▸ **The request**: Reproduce the lines of the records from the line with "Localize shadow on" up to and including the line with "xmin=296 ymin=437 xmax=600 ymax=598".
** begin Available data **
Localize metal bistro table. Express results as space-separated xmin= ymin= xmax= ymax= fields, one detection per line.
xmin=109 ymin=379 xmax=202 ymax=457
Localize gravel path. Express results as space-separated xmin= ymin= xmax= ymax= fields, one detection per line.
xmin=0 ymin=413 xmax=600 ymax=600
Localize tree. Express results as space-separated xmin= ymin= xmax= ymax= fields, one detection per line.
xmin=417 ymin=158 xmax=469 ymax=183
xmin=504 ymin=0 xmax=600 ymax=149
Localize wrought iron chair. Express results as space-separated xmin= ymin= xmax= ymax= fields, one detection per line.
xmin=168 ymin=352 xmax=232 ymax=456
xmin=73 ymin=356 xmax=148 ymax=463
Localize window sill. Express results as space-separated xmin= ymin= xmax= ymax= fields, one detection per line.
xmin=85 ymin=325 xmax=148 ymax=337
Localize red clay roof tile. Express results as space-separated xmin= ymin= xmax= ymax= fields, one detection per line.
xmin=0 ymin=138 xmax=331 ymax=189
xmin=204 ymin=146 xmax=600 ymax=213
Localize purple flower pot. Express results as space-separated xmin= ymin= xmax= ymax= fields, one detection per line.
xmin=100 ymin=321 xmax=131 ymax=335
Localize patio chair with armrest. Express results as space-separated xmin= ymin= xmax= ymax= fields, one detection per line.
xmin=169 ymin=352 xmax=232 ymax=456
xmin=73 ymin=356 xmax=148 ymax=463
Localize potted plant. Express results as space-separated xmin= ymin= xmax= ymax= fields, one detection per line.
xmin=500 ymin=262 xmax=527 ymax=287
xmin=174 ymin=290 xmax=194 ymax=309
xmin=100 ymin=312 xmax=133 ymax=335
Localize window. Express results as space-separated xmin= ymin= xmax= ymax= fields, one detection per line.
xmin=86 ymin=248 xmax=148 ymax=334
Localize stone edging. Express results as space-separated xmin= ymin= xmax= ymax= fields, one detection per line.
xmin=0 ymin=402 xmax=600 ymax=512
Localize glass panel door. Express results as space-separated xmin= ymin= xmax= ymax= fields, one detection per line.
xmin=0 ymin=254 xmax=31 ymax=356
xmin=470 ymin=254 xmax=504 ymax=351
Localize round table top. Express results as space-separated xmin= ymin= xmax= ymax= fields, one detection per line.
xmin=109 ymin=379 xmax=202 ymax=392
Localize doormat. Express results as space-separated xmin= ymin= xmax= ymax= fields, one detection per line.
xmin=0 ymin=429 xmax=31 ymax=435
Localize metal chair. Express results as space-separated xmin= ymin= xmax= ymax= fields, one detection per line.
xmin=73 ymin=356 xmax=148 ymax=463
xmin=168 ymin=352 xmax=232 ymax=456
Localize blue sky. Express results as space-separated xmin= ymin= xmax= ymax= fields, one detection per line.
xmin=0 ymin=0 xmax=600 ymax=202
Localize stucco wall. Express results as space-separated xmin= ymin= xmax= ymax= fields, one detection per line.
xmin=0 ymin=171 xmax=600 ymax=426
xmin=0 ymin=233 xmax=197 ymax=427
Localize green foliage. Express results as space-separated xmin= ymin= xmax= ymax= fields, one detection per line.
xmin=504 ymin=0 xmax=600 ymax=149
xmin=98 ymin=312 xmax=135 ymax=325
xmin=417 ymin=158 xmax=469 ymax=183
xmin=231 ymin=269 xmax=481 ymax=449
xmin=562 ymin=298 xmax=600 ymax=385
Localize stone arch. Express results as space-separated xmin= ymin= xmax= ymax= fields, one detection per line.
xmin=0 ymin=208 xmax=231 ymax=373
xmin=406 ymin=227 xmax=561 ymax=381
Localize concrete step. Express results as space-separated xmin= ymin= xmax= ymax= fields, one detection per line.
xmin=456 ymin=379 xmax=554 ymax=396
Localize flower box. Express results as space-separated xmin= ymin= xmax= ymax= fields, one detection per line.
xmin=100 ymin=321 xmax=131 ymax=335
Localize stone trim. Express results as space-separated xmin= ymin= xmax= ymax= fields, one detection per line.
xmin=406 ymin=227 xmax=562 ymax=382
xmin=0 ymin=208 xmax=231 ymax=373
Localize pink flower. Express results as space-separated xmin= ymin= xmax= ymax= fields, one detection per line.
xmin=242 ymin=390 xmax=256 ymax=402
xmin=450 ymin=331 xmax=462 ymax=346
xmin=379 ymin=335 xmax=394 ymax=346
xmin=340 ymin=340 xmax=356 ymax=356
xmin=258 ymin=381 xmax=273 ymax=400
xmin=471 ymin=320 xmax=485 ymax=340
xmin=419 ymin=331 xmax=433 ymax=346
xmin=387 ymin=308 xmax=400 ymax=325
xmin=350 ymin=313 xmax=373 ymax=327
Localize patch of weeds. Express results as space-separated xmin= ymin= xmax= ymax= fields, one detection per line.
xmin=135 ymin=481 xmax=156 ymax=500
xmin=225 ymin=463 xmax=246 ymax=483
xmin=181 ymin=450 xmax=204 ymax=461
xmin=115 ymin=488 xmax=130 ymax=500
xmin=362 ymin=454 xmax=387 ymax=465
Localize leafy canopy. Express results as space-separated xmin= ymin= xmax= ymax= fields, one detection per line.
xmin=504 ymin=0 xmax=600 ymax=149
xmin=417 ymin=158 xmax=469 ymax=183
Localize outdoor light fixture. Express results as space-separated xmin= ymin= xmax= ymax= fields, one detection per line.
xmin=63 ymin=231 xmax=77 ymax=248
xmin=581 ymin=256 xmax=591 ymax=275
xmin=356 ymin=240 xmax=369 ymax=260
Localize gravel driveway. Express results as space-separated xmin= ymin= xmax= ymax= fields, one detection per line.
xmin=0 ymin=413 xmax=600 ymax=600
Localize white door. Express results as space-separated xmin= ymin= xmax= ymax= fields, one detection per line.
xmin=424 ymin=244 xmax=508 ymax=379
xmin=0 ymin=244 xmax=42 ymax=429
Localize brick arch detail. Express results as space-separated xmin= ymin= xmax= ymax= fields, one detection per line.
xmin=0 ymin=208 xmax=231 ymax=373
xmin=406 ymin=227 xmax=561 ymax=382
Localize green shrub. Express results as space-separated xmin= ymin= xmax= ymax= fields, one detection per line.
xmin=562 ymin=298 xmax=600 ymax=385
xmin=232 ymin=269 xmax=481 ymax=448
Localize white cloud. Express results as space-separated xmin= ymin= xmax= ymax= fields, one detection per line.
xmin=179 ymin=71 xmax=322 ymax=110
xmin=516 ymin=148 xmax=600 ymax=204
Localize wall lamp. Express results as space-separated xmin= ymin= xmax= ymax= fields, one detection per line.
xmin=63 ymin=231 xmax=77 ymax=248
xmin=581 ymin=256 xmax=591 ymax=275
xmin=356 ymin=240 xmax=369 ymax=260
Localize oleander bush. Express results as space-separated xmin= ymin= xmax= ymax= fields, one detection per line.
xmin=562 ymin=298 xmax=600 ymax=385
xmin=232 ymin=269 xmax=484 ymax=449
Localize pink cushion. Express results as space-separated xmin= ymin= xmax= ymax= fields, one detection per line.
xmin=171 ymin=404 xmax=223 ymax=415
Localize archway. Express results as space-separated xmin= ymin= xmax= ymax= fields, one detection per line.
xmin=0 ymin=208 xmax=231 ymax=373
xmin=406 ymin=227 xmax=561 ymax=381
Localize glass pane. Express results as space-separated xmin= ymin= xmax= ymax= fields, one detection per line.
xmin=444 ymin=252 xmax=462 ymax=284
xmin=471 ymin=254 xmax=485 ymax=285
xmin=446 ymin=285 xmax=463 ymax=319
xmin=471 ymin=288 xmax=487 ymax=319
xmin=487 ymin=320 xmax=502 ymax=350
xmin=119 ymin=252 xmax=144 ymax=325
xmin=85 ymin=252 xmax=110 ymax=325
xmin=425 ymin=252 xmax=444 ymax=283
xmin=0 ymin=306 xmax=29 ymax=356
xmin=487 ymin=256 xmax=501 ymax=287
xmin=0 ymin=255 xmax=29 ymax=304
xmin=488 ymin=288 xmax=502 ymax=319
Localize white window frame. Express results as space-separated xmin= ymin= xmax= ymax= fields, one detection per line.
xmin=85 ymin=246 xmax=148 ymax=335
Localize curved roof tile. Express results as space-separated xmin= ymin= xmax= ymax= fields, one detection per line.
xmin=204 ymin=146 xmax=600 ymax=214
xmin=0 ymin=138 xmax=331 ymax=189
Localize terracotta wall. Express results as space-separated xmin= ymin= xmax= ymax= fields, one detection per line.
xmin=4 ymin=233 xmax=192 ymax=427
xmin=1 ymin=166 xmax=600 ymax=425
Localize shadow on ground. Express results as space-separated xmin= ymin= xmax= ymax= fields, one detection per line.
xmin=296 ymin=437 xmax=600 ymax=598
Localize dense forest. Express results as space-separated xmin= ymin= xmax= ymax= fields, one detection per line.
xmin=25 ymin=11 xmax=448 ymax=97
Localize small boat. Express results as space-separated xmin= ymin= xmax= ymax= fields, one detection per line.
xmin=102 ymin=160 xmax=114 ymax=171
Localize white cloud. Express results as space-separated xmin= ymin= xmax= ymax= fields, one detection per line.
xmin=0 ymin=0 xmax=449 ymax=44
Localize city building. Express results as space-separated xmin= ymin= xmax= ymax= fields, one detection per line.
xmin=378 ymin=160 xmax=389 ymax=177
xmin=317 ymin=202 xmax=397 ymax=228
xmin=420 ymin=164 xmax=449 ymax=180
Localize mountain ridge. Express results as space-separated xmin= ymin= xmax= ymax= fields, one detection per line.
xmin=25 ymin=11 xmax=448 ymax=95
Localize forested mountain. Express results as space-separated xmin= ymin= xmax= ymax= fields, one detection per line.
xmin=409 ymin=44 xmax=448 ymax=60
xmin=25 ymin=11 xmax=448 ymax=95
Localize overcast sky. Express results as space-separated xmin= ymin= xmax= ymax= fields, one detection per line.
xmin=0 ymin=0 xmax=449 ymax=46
** end Available data **
▸ **The response**:
Localize shadow on ground. Express results as space-separated xmin= ymin= xmax= ymax= fields, one detection per line.
xmin=296 ymin=437 xmax=600 ymax=598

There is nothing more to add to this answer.